(Saved data entries)
━━━━━━━━━━━━━━━━━━━━

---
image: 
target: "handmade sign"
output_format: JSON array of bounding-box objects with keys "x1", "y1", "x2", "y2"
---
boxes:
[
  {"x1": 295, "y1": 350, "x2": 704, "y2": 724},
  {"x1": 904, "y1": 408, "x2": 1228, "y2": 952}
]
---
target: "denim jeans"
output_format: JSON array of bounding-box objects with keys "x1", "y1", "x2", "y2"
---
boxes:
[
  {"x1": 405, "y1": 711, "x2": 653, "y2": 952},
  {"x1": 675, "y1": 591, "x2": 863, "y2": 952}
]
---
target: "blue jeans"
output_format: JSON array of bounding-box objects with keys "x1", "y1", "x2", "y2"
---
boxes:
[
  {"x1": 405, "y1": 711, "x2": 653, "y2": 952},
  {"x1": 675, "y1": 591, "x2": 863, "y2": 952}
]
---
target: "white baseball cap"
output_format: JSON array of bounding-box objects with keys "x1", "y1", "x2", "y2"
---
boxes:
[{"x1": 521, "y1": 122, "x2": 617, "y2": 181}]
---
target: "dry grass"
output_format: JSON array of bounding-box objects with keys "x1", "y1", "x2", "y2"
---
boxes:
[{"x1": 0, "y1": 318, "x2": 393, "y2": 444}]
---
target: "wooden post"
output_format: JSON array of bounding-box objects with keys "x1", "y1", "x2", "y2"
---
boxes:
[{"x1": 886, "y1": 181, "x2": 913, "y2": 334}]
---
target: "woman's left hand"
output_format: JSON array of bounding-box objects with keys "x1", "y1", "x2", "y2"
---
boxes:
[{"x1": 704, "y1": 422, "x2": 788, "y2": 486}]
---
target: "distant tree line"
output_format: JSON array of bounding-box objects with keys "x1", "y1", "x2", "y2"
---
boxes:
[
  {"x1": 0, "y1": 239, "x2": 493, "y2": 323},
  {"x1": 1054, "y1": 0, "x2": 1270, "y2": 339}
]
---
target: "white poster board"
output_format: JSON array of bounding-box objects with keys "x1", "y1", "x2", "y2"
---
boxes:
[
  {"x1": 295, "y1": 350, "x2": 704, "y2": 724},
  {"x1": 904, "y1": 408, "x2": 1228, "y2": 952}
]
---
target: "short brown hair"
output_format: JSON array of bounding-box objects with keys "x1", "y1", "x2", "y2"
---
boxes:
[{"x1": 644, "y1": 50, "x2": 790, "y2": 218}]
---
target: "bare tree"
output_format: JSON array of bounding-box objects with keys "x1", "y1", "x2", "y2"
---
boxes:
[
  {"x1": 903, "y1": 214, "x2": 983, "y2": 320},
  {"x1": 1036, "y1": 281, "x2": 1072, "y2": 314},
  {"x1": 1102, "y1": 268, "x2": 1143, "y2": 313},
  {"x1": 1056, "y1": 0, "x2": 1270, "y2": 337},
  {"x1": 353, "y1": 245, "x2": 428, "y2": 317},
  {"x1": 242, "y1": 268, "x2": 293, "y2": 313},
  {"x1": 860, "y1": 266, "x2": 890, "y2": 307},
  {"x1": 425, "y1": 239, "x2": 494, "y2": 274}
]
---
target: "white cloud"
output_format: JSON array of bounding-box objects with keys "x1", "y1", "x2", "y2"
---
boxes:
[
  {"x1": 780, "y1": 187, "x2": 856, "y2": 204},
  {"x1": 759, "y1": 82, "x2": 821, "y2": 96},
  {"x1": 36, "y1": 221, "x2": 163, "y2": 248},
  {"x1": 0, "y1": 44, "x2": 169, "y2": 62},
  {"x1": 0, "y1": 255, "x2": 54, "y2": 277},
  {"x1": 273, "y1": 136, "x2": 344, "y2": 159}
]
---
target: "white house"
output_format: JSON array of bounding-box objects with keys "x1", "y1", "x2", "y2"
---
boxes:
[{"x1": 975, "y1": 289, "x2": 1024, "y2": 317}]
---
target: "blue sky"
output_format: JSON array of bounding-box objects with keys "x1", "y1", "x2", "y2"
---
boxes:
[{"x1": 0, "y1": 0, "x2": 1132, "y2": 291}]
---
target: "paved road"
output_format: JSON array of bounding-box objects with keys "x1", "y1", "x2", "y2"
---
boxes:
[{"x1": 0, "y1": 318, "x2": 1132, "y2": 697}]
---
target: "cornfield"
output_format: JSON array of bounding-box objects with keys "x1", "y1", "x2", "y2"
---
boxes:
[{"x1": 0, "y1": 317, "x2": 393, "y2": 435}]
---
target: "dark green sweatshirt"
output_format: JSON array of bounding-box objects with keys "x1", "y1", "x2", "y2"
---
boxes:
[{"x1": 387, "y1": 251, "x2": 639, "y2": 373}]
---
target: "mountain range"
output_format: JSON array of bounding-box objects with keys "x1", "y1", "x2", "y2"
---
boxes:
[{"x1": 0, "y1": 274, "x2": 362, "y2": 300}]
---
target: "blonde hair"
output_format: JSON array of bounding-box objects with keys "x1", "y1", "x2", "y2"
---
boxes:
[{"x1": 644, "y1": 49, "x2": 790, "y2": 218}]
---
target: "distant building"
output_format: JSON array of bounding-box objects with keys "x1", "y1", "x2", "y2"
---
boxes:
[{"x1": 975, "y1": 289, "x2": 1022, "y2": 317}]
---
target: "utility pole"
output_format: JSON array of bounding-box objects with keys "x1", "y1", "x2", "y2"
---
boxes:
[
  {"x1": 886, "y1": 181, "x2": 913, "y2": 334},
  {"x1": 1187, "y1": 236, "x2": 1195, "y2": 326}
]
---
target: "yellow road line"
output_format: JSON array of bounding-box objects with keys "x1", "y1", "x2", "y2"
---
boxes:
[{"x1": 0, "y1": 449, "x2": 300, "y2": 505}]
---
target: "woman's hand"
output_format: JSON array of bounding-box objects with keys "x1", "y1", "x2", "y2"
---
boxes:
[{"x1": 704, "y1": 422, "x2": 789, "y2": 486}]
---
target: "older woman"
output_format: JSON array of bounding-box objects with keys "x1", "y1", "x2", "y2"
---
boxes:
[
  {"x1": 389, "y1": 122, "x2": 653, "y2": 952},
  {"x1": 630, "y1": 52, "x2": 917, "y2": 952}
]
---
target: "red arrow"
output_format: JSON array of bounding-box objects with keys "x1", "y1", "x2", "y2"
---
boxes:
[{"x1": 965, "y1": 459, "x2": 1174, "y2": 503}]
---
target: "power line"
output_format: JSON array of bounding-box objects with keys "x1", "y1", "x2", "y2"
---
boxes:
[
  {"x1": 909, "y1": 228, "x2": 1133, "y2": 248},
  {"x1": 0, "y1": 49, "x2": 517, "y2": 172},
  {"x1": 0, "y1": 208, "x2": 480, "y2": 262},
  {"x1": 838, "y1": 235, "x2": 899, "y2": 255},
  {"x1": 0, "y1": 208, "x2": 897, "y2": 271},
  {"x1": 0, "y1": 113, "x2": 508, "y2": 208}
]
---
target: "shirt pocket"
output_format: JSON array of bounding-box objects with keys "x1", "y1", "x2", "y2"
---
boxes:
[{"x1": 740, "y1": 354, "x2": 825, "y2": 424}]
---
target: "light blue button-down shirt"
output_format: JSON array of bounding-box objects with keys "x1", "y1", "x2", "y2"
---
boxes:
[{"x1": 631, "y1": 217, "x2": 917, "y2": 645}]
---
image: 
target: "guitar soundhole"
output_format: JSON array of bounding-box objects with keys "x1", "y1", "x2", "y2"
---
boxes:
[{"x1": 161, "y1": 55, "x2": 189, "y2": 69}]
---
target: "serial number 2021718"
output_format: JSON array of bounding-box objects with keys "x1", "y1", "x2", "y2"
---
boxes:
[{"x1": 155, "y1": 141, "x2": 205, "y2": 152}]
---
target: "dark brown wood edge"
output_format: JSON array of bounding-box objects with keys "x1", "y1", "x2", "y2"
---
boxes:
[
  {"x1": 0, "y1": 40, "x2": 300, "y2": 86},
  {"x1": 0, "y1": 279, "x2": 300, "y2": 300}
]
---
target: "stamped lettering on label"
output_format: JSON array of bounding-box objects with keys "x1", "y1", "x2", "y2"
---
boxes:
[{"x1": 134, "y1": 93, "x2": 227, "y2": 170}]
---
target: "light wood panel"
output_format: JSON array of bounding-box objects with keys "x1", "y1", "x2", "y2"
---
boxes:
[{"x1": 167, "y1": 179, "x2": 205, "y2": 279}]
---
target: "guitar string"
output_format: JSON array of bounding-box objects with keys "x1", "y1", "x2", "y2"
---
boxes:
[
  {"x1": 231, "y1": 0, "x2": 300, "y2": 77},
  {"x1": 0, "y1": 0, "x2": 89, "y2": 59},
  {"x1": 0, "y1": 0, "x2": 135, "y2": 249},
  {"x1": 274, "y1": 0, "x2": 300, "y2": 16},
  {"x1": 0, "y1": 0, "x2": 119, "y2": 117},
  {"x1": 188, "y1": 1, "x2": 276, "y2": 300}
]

━━━━━━━━━━━━━━━━━━━━

Identify every line in the records above that contains the word "white", and copy each of those lines.

**Written response:**
target: "white baseball cap"
target: "white poster board"
target: "white cloud"
target: "white house"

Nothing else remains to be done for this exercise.